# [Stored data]
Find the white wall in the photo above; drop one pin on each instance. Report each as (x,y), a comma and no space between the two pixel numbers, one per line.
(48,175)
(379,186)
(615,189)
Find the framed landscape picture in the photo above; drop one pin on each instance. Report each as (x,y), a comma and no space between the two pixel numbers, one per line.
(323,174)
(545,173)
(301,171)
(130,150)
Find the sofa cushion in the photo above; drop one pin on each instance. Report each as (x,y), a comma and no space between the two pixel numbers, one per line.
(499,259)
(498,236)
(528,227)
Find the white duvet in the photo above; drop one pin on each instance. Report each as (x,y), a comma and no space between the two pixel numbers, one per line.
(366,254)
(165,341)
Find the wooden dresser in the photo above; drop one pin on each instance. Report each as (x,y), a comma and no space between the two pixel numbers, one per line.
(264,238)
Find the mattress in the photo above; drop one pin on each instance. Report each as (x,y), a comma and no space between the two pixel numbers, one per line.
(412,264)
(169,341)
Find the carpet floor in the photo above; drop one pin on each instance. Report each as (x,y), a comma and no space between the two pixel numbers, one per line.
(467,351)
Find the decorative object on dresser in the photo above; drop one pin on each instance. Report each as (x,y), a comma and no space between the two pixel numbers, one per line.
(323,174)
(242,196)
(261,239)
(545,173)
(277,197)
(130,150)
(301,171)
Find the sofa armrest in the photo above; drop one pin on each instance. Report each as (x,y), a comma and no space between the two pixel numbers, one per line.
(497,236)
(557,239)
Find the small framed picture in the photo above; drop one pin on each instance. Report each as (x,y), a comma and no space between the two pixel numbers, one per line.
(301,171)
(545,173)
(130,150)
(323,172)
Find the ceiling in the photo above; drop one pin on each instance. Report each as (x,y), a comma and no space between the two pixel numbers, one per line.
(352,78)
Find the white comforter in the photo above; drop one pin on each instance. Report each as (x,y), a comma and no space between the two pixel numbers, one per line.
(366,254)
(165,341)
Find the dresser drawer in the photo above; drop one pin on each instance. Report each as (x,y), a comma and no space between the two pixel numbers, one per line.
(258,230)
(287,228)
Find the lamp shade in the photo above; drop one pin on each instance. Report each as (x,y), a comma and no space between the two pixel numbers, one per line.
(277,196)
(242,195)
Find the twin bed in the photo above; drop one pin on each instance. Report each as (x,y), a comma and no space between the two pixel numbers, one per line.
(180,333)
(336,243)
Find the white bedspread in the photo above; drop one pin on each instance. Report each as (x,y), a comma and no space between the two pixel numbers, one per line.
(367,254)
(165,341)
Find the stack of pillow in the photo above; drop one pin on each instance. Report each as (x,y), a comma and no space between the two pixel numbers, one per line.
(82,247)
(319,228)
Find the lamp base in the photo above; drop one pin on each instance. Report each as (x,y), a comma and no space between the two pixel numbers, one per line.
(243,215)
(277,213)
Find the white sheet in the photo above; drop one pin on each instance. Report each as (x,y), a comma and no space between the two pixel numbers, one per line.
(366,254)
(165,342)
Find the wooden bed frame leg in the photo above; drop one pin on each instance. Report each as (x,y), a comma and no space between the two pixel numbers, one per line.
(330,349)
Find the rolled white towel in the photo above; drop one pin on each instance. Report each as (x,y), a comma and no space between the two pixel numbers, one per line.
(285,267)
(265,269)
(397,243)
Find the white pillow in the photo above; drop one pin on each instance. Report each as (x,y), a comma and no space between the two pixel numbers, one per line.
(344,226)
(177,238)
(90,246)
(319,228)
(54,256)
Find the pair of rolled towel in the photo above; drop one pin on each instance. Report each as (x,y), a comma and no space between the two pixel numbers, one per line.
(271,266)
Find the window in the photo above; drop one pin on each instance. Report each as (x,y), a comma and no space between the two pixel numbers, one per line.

# [Problem description]
Reproduce the material above exactly; please quote every line of it.

# [Exercise response]
Find the white wall in the photo above; drop one pin on each instance. Report each as (x,y), a comma and no space between the two pixel numbers, one per line.
(48,175)
(379,186)
(615,189)
Find the framed landscape picture in the photo above; drop one pin on each instance. Report each as (x,y), a comma and no space between the two pixel numbers, one per line.
(323,174)
(545,173)
(301,171)
(130,150)
Find the sofa cushion in the photo above; drop one pin on each instance. Report each as (x,y), a comma and no space between the two pixel numbers, one per line.
(499,259)
(498,236)
(528,227)
Find the white duvet in the photo above; drop one pin on each instance. Report each as (x,y), a comma and no space between the two pixel numbers, one per line.
(366,254)
(165,341)
Find the wooden dresser in the photo above; drop one pin on each instance. Report each as (x,y), a comma and no space between the two pixel numbers, one per line.
(264,238)
Find the mattress in the photo above; drop one pin on each instance. Report each as (x,y), a comma and no space between the two pixel numbers, one per line.
(412,264)
(169,341)
Find the carpet floor in the photo above; drop one pin on each instance. Report each as (x,y), a comma and no space between the two pixel numbers, one per line.
(467,351)
Find the decorative object on dresser in the photo above; drop one pin on each instance. Report each as (x,y), a comma and no space between the two pixel numbers, one per line.
(323,174)
(242,196)
(261,239)
(545,173)
(277,197)
(130,150)
(301,171)
Find the sofa armrest in the photo above; drop one pin on each instance. Report each as (x,y), a comma and no space between the two pixel numbers, one per line.
(497,236)
(557,239)
Find the small framed picture in the photo above; drop one pin on each instance. Report each as (x,y), a comma and no space between the two pixel numbers, one per line.
(301,171)
(545,173)
(130,150)
(323,172)
Find the ceiling in the photo above; drop one pin on each instance. Report each as (x,y), a comma and no space between the two pixel numbers, one per line.
(352,78)
Find the white comforter in the photo above; drop one pin on each instance. Report each as (x,y), a comma and no space between the two pixel numbers, one per line.
(366,254)
(165,341)
Find the dresser drawer in the photo above; drop one pin on each instance. Report each as (x,y), a comma and no space between the two pixel numbers, one per line.
(258,230)
(287,228)
Find the lamp shade in the photo above; drop one pin on each instance. Report each as (x,y), a comma and no space between the two pixel numbers, one per line.
(277,196)
(242,195)
Find the twin bed in the photo above; drop one pin on each instance. Report each as (x,y), a comma and no space between the two pixel numbers, one per line.
(180,333)
(336,243)
Find the white bedspread in the photo above; drop one pin on each instance. Report each as (x,y), a comma and no space between the two pixel numbers, one per line.
(367,254)
(165,341)
Find the stack of pillow in the photo above; drop one pin on each instance. Report each as (x,y), a comma and no space between the two pixel numbers, one per line.
(82,247)
(319,228)
Find the lamp base in the photo above; drop one pin on each instance. Report each as (x,y), a comma and no space between the two pixel numbers, one per line.
(243,215)
(277,213)
Find the white sheet in the photo above; drop one pin on each instance. Report each as (x,y), a comma and no space between the two pixel numbers, one per line.
(366,254)
(165,342)
Find the wooden bed frame leg in the photo above; drop one pin on each instance. Report each as (x,y), a comma and no space between the two pixel numbers, one per line.
(330,349)
Find the rolled white towel in the photo above; drop one pin on each instance. Report each as (x,y), a comma and no space between the two pixel numbers, one per line.
(285,267)
(265,269)
(397,243)
Find the white pillow in the photo above; drop one pin on each instance. Report each as (x,y), a comma and no space between the two pixel numbers, one per line.
(344,226)
(177,238)
(90,246)
(319,228)
(54,256)
Find the pair of rolled towel in the photo above; drop one pin on each instance. Report each as (x,y), a comma and no space between the two pixel numbers, one per line.
(271,266)
Find the window in the photo above; drop one pin on each instance. Report each as (x,y), a comma and no space between the two pixel numbers, one per line.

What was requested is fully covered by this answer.